» **TASK TO COMPLETE**
Please render every line of the entries below as a Markdown table with the columns Row and Entry line, numbering the rows in order. Skip blank lines, and leave the pictures out of the answer.

== STORED DATA ==

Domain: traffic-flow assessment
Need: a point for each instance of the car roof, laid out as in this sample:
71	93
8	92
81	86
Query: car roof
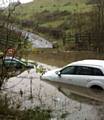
89	62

===

» **TASK RESULT**
| Row | Entry line |
|---|---|
| 1 | Domain: traffic-flow assessment |
| 2 | Need: a point for each instance of the car roof, laid out as in this sample: |
| 3 | 71	93 |
| 4 | 8	92 |
| 5 | 81	86 |
| 6 | Query: car roof |
| 7 | 89	62 |